[Stored records]
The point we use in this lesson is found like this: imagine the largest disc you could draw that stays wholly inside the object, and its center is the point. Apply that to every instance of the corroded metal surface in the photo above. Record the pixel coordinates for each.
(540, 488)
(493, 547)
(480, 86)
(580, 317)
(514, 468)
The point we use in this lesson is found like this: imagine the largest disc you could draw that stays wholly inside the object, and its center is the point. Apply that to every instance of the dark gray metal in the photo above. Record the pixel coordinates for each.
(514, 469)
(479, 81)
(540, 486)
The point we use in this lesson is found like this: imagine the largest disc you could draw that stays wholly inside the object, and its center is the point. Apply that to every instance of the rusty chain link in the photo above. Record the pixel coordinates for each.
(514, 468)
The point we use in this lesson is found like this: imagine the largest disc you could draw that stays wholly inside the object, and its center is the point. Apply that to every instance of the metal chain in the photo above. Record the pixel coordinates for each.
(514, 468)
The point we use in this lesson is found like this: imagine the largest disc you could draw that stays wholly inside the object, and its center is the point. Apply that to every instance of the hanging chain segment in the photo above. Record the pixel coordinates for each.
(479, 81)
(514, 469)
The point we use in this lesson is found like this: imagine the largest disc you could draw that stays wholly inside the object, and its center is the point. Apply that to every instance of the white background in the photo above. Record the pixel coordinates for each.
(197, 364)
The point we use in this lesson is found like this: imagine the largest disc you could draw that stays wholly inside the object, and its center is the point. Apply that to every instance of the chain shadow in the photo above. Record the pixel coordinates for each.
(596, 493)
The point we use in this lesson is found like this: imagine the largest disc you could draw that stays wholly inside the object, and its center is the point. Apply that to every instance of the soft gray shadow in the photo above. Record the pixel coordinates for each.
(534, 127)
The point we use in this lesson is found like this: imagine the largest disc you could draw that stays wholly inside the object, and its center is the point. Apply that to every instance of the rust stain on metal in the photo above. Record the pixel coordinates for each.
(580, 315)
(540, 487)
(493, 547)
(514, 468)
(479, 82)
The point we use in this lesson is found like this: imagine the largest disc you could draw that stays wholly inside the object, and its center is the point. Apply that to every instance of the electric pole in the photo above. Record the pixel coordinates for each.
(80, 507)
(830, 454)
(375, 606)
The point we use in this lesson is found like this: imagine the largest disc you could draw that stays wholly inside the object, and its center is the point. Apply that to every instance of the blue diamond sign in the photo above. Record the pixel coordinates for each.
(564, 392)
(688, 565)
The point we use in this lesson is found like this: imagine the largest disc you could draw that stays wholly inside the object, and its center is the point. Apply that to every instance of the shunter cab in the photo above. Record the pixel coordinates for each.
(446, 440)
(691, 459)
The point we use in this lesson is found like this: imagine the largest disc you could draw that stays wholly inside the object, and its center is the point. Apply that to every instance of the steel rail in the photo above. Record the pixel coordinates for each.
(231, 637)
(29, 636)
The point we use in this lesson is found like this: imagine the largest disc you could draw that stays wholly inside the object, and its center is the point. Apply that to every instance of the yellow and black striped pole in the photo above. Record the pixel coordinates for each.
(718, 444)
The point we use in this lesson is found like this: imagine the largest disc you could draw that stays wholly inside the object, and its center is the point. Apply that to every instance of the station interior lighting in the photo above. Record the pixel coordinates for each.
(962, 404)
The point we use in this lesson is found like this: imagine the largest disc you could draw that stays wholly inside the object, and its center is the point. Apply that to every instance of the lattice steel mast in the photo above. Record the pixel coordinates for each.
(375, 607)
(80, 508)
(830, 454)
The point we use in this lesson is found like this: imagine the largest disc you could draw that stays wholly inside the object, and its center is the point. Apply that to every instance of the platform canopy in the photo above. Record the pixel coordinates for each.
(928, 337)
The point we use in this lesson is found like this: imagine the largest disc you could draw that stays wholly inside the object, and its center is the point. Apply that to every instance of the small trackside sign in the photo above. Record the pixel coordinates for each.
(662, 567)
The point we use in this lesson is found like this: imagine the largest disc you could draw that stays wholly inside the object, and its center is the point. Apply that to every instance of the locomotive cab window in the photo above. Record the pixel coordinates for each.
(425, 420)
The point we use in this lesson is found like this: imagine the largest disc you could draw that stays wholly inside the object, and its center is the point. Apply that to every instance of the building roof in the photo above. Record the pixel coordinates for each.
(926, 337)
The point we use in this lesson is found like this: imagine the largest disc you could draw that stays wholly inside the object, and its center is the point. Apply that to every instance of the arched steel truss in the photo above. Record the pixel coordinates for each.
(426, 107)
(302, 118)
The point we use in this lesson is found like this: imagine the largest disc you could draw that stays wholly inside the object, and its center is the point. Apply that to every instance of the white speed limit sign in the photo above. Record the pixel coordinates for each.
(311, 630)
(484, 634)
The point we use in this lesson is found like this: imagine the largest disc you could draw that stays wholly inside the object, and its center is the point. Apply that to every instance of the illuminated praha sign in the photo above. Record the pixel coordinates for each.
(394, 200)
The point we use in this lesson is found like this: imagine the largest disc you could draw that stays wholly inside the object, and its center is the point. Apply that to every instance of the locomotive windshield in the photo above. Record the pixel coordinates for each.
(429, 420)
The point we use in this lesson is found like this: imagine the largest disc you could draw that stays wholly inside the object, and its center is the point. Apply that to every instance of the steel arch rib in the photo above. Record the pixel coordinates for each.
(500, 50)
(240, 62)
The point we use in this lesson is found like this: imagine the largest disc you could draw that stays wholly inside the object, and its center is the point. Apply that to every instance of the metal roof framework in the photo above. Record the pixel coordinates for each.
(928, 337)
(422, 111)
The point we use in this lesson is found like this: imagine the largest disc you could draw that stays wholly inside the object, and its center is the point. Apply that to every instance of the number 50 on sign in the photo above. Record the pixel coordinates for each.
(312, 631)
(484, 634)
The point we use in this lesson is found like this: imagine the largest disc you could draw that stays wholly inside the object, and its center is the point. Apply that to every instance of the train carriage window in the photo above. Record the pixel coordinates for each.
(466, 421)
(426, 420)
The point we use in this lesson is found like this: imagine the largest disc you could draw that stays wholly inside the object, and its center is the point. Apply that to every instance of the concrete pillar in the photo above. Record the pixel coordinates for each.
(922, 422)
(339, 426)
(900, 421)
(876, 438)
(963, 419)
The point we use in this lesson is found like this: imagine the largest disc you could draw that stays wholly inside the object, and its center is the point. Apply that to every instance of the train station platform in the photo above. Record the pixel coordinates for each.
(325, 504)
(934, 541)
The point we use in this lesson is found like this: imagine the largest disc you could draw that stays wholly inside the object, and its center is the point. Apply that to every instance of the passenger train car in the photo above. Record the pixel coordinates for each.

== Problem ==
Every record listed above should be reproduced exactly.

== Result for this exercise ==
The point we use in this lesson is found like this: imagine the largest disc you could draw that stays wholly inside the object, and its center is the point. Apply that to every instance of the corroded metal surface in the photo above. Record the pixel coordinates for each.
(540, 488)
(493, 547)
(480, 86)
(580, 317)
(514, 468)
The point we use in this lesson is found like this: imagine the largest disc you could draw that stays wholly inside the object, and its center is the point. Apply that to every instance of the dark gray metal in the photo above. Record the pixel coordinates for each.
(514, 469)
(479, 81)
(540, 486)
The point we use in this lesson is found like this: imagine the largest disc you could draw that stays wholly inside the object, and its center is the point. Apply that to every instance of the rusty chain link in the photo above. Record the pixel coordinates for each.
(514, 468)
The point we use in this lesson is found like this: imagine the largest disc you could draw that stays wholly inside the object, and its center is the point. Apply that to every instance of the metal chain in the photo above. Record the pixel coordinates for each.
(514, 468)
The point we use in this lesson is found like this: imagine the largest disc you could draw that stays wholly inside the object, and its center is the point. Apply that to every instance of the hanging chain segment in the photo above. Record the pixel coordinates for each.
(479, 81)
(514, 469)
The point we use in this lesson is found like this: imagine the largest disc you could draw that stays wholly inside the object, and its center is the point. Apply that to every instance of the white background in the photo above. Record the pixel coordinates for each.
(197, 364)
The point we use in this lesson is found like this: imagine the largest disc you could draw that stays wholly inside the object, and its center is the point. Apply that to every instance of the chain shadow in the photo above. Record the pixel coordinates for each.
(596, 493)
The point we use in this lesson is found like this: imagine the largest disc you could draw that stays wholly inside the object, and its center is the point. Apply that to every instance of the soft gray shadow in the photo above. Record the pixel coordinates for each.
(534, 127)
The point we use in this lesson is found like this: imagine the largest disc you could draw that stays wholly inside the object, and its center is the point. Apply that to every instance of the rust stain on metal in the photo above. Record the pixel coordinates for each.
(580, 315)
(540, 487)
(493, 547)
(514, 468)
(479, 82)
The point we use in this lesson is found like this: imagine the largest disc you could draw that stays wholly inside the object, and its center is the point. Apply that to every instance of the electric pole in the photo above. Record the pixel coordinates for each.
(80, 507)
(830, 454)
(375, 606)
The point we use in this lesson is found like this: imagine the largest disc you could draw that stays wholly inside the object, and its center is the point. Apply that to every instance of the blue diamond sign in the photo above. Record the pixel coordinates for each.
(564, 392)
(688, 565)
The point we use in this lesson is found like this: imagine the largest disc you could draw that stays wholly inside the object, and its center is the point. Apply that to every instance of the shunter cab in the photo above. Record the pixel coordinates for each.
(446, 440)
(691, 459)
The point we use in this lesson is found like this: imagine the largest disc you could draw that stays wholly inside the object, and its center is the point. Apply that to every instance of the steel rail in the photo above. Record the pixel coordinates for each.
(231, 637)
(29, 636)
The point we use in this lesson is found like this: imagine the largest disc you could draw that stays wholly inside the object, and its center is the point. Apply that to every instance of the yellow and black striped pole in the photo above. Record the pixel coordinates for each.
(718, 444)
The point we use in this lesson is found like this: imagine the largest disc you could draw that stays wholly inside the object, and its center is the point. Apply that to every instance of the station interior lighting in the photo above. Record the pixel coordinates for each.
(962, 404)
The point we use in this lesson is found like this: imagine the largest disc you could draw that stays wholly inside the object, and its center is the point. Apply that to every instance of the lattice steel mast in the photo above. Record the pixel coordinates for each.
(375, 607)
(80, 508)
(830, 454)
The point we use in this lesson is found like this: imagine the largest disc you could draw that stays wholly inside the object, and its center is the point. Apply that to every instance of the platform canopy in the photo above. Record the pixel coordinates for each.
(928, 337)
The point we use in this lesson is found like this: imagine the largest disc you could draw that stays wholly inside the object, and its center is the point. Apply that to every instance of the small trackside sign in the photo above. Record the pixel coordinates for each.
(662, 567)
The point we use in this lesson is found like this: imagine the largest disc you could draw that stays wholly inside the object, and its center is the point. Apply that to every instance of the locomotive cab window in the photo above. Record the pixel coordinates for each.
(425, 420)
The point we use in this lesson is found like this: imagine the largest disc you could draw that stays wholly inside the object, and its center is the point. Apply that to every instance of the building roof in the photo above. Record the pixel coordinates for each.
(926, 337)
The point we use in this lesson is found like this: imagine the largest disc you could draw that stays wholly inside the object, and its center is the point. Apply that to every instance of the arched steel truss in the photo above. Record the pixel coordinates for each.
(426, 107)
(302, 118)
The point we use in this lesson is found like this: imagine the largest disc you could draw that stays wholly inside the object, and its center is the point. Apply that to every instance of the white speed limit sign in the photo above. Record the pixel coordinates for each.
(311, 630)
(484, 634)
The point we use in this lesson is found like this: imagine the largest disc you could draw that stays wholly inside the object, and its center is the point. Apply that to every instance of the illuminated praha sign in the photo above. Record the pixel coordinates for each.
(394, 200)
The point we use in this lesson is found like this: imagine the largest disc you could draw that stays wholly inside the object, and its center is the point. Apply that to every instance of the locomotive windshield in the photo above. Record the pixel coordinates for each.
(429, 420)
The point we use in this lesson is found like this: imagine the largest disc you could draw that stays wholly inside the object, and its center is the point. Apply that to every instance of the steel arch rib in the photo above. Record the pixel coordinates for each.
(500, 50)
(240, 62)
The point we use in this lesson is found like this: imagine the largest disc you could draw that stays wholly inside the object, and its center is the point. Apply that to every instance of the metal roof framework in the photo above. Record the pixel coordinates for each.
(928, 337)
(422, 111)
The point we use in this lesson is found like this: imagine the largest disc you could draw that stays wholly inside the object, and its center is the point. Apply that to every instance of the number 50 on sign in the photo above. Record the pixel coordinates for each.
(312, 631)
(484, 634)
The point we use in this lesson is found like this: imagine the largest disc you could draw that stays wholly inside the object, and its center is the point. Apply that to every instance of the train carriage window in the photo above. Record the pixel coordinates for each.
(466, 421)
(426, 420)
The point we use in this lesson is found like this: imagine the largest disc you could draw that stays wholly inside the object, and its center is the point. Apply that to every instance of the concrete pillar in the photo above. Record the pixel coordinates for each.
(922, 422)
(339, 426)
(900, 421)
(876, 438)
(963, 419)
The point we use in this lesson is found like this: imagine the largest disc you could draw that stays wholly inside the object, and its center is the point. Apply that to every instance of the train station platform in the photo above. Record the pixel coordinates for each.
(325, 504)
(934, 541)
The point we use in this lesson is found like this: imagine the largest disc you could draw that stays wholly inside the object, and its center is the point. Apply that to every instance of the passenger train car in the photo above. Record the pixel coordinates for each.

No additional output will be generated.